'''

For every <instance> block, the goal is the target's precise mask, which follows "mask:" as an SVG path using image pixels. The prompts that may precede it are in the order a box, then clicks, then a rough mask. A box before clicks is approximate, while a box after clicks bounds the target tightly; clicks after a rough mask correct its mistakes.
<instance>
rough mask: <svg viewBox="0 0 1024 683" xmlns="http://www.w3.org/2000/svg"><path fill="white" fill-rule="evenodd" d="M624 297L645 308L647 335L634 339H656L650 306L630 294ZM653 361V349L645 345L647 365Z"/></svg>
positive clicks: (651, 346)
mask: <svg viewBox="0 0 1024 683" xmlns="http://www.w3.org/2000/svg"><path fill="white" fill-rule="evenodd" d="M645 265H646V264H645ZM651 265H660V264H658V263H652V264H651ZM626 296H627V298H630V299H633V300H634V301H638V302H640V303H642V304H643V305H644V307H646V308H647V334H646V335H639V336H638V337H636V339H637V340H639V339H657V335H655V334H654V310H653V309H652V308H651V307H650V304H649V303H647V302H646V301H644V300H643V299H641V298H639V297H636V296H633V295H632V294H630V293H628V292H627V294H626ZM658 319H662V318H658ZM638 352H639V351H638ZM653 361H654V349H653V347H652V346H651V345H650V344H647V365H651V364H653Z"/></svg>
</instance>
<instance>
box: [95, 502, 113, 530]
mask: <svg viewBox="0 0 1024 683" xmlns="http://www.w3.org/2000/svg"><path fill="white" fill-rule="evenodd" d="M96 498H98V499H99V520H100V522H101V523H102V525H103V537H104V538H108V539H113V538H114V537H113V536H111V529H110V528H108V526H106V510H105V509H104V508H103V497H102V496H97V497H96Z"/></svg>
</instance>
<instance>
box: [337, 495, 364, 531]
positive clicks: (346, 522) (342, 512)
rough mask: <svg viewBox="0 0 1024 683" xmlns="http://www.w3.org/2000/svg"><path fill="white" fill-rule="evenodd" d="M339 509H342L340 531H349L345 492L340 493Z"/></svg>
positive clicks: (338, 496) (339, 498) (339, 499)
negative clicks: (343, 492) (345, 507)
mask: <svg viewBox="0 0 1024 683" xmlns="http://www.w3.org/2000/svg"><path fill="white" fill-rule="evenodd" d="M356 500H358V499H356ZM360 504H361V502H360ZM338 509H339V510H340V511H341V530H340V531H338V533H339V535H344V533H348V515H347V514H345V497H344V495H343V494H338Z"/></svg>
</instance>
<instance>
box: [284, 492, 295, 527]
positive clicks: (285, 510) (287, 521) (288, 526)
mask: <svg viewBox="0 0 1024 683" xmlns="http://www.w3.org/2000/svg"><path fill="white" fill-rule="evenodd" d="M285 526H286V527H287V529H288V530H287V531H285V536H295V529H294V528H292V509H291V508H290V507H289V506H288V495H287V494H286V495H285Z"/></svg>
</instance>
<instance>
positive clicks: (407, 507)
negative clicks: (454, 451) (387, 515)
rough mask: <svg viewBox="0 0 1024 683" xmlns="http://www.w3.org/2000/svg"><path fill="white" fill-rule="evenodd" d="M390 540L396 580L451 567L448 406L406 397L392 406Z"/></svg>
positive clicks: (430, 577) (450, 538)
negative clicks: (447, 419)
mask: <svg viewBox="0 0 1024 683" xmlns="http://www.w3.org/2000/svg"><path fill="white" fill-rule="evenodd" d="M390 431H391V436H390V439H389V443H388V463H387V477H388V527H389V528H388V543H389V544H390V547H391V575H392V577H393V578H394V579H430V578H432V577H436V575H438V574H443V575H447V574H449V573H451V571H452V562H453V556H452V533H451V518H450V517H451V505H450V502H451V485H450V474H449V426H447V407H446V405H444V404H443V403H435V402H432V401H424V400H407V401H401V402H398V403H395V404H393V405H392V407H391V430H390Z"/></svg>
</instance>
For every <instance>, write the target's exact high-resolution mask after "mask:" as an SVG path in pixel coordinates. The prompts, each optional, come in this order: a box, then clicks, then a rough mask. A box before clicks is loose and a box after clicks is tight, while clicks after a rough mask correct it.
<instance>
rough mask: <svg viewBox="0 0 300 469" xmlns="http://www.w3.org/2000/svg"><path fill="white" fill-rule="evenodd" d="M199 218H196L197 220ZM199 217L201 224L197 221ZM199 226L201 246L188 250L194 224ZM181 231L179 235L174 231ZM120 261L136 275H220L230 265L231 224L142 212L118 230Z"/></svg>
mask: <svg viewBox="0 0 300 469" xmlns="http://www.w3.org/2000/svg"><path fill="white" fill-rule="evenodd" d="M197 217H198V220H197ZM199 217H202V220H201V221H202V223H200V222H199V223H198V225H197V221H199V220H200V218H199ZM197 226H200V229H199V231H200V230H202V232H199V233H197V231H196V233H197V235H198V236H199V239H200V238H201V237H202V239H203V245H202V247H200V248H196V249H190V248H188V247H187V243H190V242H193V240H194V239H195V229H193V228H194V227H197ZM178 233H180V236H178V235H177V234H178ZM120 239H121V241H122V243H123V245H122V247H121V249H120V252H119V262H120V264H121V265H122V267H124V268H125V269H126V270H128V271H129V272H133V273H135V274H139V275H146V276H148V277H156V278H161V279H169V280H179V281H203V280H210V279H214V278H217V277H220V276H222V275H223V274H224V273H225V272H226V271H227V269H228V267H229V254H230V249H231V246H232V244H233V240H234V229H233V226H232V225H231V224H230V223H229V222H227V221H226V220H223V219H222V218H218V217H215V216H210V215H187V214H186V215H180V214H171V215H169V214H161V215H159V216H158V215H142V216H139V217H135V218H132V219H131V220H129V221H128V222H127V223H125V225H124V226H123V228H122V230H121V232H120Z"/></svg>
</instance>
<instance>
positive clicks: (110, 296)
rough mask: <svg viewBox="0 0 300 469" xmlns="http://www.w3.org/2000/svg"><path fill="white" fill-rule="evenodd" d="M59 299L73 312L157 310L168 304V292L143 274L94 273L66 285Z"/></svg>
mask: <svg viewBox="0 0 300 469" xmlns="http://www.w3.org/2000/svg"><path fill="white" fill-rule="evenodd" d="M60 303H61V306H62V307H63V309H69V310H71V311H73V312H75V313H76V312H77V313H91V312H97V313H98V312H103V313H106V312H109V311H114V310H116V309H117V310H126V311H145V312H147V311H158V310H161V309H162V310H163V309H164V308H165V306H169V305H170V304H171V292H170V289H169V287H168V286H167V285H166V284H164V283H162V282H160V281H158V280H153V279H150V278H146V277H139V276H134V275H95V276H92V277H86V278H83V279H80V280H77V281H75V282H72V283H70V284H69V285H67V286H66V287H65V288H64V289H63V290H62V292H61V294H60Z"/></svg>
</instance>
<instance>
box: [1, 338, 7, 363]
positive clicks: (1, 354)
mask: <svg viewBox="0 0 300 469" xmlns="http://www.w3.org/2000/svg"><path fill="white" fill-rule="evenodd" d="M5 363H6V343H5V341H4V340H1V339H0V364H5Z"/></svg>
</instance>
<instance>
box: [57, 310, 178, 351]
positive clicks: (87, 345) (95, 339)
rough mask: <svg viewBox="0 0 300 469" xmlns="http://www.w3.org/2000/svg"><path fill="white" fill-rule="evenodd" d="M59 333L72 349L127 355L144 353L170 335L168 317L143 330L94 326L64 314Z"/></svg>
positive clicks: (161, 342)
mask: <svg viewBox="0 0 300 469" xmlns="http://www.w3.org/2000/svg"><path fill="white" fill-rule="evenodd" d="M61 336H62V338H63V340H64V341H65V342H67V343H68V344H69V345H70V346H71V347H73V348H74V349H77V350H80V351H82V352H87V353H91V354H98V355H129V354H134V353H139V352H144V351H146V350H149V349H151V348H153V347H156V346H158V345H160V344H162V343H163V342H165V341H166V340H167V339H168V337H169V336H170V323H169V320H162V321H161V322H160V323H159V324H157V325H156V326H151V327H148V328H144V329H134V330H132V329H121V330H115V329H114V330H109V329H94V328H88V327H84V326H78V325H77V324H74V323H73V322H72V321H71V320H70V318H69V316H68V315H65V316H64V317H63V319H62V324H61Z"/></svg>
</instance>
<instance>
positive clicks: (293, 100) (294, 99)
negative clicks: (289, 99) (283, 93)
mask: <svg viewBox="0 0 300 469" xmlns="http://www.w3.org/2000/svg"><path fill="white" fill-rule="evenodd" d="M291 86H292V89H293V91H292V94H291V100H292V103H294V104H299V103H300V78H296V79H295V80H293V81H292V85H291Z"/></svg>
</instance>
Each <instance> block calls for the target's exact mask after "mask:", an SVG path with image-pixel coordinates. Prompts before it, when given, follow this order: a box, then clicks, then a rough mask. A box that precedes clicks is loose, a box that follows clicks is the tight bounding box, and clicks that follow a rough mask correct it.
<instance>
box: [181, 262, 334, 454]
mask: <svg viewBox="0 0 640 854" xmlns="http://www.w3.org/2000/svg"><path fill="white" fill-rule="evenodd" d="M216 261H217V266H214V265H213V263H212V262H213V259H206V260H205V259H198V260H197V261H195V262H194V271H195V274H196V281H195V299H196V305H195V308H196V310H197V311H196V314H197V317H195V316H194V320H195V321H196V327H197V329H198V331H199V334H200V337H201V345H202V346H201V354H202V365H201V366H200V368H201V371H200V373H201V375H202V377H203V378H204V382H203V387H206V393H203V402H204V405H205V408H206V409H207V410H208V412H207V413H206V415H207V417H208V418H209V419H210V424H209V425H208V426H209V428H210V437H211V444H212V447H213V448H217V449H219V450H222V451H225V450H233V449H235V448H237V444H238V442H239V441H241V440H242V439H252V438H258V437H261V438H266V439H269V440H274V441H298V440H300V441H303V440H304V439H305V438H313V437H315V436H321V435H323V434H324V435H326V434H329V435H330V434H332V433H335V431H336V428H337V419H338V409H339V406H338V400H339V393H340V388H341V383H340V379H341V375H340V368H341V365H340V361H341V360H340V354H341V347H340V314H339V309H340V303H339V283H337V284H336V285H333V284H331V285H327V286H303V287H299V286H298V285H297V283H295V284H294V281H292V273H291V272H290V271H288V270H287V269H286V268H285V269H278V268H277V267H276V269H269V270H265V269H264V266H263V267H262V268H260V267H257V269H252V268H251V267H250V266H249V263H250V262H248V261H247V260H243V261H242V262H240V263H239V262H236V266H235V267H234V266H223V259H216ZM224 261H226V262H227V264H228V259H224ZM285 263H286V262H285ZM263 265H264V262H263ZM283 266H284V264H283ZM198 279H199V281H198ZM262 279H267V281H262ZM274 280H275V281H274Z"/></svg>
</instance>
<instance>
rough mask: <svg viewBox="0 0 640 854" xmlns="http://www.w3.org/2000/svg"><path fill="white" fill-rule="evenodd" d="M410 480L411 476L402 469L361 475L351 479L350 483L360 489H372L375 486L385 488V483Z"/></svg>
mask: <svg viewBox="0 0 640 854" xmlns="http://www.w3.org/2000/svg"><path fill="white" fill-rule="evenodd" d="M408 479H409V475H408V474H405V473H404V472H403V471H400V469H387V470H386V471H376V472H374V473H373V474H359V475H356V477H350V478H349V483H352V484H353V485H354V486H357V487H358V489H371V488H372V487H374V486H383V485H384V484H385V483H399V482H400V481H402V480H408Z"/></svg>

'''

WORK REQUIRED:
Print the records verbatim, stopping after the "box: [284, 492, 295, 527]" line.

ANSWER SPACE:
For every <instance> block, the goal is the target's precise mask, which follows "mask:" as an SVG path using image pixels. The prompts that may precede it are in the order a box, then clicks, then a rough mask. A box before clicks is approximate, while a box after clicks bounds the target tightly; clicks after a rough mask correct its mistakes.
<instance>
rough mask: <svg viewBox="0 0 1024 683" xmlns="http://www.w3.org/2000/svg"><path fill="white" fill-rule="evenodd" d="M624 297L645 308L647 335L634 339H656L650 306L630 294ZM653 361V349L645 345L647 365Z"/></svg>
positive clicks: (651, 346)
mask: <svg viewBox="0 0 1024 683" xmlns="http://www.w3.org/2000/svg"><path fill="white" fill-rule="evenodd" d="M645 265H646V264H645ZM651 265H660V264H658V263H652V264H651ZM626 296H627V298H630V299H633V300H634V301H638V302H640V303H642V304H643V305H644V307H646V308H647V334H646V335H639V336H638V337H636V339H637V340H639V339H657V335H655V334H654V310H653V309H652V308H651V307H650V304H649V303H647V302H646V301H644V300H643V299H641V298H639V297H636V296H633V295H632V294H630V293H628V292H627V294H626ZM658 319H662V318H658ZM638 352H639V351H638ZM653 361H654V349H653V347H652V346H651V345H650V344H647V365H651V364H653Z"/></svg>
</instance>
<instance>
box: [95, 502, 113, 530]
mask: <svg viewBox="0 0 1024 683" xmlns="http://www.w3.org/2000/svg"><path fill="white" fill-rule="evenodd" d="M96 498H98V499H99V520H100V522H101V523H102V525H103V537H104V538H108V539H113V538H114V537H113V536H111V529H110V528H108V526H106V510H105V509H104V508H103V497H102V496H97V497H96Z"/></svg>
</instance>
<instance>
box: [337, 495, 364, 531]
positive clicks: (346, 522) (342, 512)
rough mask: <svg viewBox="0 0 1024 683" xmlns="http://www.w3.org/2000/svg"><path fill="white" fill-rule="evenodd" d="M339 509H342L340 531H349L345 492L340 493Z"/></svg>
positive clicks: (338, 496) (339, 498) (339, 499)
negative clicks: (343, 492) (345, 507)
mask: <svg viewBox="0 0 1024 683" xmlns="http://www.w3.org/2000/svg"><path fill="white" fill-rule="evenodd" d="M356 500H358V499H356ZM360 504H361V502H360ZM338 509H339V510H340V511H341V530H340V531H338V533H339V535H344V533H348V515H347V514H345V497H344V495H343V494H338Z"/></svg>
</instance>
<instance>
box: [284, 492, 295, 527]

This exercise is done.